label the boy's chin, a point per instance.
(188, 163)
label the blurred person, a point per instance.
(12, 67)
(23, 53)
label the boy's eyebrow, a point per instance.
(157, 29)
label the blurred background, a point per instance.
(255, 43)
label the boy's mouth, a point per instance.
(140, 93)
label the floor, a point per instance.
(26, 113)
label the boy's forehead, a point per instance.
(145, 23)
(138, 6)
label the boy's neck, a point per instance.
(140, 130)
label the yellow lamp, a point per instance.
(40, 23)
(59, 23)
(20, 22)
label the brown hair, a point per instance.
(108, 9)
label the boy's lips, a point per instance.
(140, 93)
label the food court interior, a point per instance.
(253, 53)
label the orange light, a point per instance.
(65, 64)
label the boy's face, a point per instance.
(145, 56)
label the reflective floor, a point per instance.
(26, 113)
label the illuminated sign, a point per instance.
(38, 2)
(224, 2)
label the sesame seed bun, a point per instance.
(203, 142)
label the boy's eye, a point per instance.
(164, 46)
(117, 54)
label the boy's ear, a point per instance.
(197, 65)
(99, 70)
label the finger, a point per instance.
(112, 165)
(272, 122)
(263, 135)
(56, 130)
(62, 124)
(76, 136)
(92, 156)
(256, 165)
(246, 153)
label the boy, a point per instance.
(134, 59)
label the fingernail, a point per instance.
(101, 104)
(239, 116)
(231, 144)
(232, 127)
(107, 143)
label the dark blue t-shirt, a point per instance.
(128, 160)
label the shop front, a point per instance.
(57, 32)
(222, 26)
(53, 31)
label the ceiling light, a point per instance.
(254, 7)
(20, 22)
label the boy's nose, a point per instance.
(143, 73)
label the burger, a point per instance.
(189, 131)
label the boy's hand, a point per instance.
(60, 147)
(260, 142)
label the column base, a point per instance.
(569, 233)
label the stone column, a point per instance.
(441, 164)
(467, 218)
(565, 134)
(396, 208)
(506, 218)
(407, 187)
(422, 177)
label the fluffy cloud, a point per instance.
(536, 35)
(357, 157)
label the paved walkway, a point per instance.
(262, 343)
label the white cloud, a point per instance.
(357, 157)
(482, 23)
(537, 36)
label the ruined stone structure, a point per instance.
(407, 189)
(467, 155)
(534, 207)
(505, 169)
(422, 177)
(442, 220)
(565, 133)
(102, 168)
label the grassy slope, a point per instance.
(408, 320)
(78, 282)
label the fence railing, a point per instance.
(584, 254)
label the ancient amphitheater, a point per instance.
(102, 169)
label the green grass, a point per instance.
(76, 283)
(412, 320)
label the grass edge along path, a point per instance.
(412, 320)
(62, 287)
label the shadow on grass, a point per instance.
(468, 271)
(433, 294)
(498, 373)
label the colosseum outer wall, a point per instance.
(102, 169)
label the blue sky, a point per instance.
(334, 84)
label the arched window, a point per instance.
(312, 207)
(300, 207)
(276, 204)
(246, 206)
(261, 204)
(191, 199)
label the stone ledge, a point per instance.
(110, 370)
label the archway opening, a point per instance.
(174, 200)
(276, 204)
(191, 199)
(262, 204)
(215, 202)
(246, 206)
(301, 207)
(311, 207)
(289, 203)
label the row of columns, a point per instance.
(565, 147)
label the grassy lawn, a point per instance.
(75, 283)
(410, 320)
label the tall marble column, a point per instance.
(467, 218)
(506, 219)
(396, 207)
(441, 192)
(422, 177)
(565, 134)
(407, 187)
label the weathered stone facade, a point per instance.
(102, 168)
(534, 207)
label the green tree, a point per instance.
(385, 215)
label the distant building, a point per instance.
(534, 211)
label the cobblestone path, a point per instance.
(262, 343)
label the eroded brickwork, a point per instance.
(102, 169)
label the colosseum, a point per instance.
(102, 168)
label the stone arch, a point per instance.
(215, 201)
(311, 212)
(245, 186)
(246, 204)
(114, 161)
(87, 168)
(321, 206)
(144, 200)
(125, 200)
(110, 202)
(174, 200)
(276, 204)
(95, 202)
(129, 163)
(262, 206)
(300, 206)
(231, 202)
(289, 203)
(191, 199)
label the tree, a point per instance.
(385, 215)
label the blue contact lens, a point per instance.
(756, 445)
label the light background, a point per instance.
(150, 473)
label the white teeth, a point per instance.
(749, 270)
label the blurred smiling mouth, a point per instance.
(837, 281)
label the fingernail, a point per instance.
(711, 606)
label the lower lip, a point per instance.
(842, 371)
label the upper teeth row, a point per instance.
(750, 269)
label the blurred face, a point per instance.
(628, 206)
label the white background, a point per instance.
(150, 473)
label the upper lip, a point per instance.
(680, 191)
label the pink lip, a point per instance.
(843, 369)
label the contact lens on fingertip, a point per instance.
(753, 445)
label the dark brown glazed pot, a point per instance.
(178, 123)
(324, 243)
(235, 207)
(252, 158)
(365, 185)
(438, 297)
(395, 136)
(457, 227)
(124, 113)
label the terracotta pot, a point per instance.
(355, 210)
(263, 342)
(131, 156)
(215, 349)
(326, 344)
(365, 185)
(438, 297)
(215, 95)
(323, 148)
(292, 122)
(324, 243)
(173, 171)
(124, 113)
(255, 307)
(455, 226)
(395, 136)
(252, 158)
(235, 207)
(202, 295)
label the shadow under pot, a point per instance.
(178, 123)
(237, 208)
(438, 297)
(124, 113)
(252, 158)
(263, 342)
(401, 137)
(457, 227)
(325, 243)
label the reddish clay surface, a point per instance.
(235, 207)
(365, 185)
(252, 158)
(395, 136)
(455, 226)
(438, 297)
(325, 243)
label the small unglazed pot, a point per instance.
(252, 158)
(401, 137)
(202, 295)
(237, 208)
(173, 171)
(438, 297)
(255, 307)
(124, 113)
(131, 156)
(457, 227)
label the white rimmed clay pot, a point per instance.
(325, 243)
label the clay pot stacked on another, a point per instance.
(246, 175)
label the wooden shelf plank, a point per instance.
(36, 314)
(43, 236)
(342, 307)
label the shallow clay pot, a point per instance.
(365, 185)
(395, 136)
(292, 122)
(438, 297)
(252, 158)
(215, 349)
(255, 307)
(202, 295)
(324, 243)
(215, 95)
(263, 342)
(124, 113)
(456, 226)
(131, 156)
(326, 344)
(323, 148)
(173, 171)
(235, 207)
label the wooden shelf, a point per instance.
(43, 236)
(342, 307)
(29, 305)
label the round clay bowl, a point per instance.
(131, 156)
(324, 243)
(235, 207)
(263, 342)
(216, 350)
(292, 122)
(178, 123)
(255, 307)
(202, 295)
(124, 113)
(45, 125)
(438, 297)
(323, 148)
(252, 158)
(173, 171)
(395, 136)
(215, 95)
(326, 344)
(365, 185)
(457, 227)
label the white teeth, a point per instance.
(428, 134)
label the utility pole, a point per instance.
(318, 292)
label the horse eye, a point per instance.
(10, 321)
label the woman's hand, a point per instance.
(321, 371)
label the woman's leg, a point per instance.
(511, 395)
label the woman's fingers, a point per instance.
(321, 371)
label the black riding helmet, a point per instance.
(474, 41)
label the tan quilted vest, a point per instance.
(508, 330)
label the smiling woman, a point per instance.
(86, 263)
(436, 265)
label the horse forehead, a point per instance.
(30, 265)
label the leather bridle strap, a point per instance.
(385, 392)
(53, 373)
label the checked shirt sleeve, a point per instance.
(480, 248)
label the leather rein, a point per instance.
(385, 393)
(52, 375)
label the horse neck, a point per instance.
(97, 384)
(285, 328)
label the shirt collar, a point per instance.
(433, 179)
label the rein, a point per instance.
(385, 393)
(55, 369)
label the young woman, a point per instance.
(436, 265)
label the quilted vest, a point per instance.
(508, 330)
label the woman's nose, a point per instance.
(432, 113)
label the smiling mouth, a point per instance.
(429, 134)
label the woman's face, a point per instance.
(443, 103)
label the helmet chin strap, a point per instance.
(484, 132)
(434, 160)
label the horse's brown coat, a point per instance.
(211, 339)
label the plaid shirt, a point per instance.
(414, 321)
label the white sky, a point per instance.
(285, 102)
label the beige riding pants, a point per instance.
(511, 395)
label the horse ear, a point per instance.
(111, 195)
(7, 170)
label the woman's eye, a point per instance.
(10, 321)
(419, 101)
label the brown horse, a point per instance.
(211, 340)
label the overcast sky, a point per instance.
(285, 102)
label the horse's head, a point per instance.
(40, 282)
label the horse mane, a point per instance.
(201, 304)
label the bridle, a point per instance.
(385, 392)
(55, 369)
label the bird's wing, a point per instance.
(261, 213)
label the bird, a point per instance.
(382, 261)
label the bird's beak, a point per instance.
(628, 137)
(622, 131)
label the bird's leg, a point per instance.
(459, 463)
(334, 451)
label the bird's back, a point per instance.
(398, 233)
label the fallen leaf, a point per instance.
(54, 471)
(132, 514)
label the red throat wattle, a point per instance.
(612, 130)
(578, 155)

++++++++++++++++++++

Work to complete
In the listing above, the line with "label the leather rein, a point per instance." and every line after it must be set down word for word, and no other line.

Solved exercise
label the leather rein, a point per instance.
(385, 393)
(52, 375)
label the horse neck, a point per instance.
(97, 384)
(285, 328)
label the shirt collar, a point per instance.
(433, 179)
label the rein, a point per instance.
(385, 393)
(55, 369)
label the young woman, a point per instance.
(436, 265)
label the quilted vest, a point per instance.
(508, 330)
label the woman's nose, a point per instance.
(432, 113)
label the smiling mouth, a point per instance.
(429, 134)
label the woman's face, a point per instance.
(443, 103)
label the helmet chin strap, a point per instance.
(484, 132)
(434, 160)
label the horse's brown coat, a point per instance.
(211, 339)
label the plaid shirt, a point per instance.
(414, 321)
label the white sky, a point per instance.
(285, 102)
label the beige riding pants, a point per instance.
(511, 395)
label the horse ear, a point per instance.
(111, 195)
(7, 170)
label the woman's eye, a point per instance.
(10, 321)
(419, 101)
label the brown horse, a point per instance.
(211, 340)
label the overcast sky, a point per instance.
(285, 102)
label the horse's head, a point per instance.
(40, 282)
label the horse mane, a point per instance.
(201, 304)
label the bridle, a point per instance.
(385, 392)
(55, 369)
label the bird's wing, a point per instance.
(261, 213)
label the bird, a point per instance.
(382, 261)
label the bird's beak, a point per instance.
(628, 137)
(622, 131)
label the bird's leg, a point per instance.
(459, 463)
(334, 451)
label the bird's back, a point per instance.
(398, 233)
label the fallen leaf, a point per instance.
(54, 471)
(132, 514)
label the red throat wattle, a point per instance.
(612, 130)
(578, 155)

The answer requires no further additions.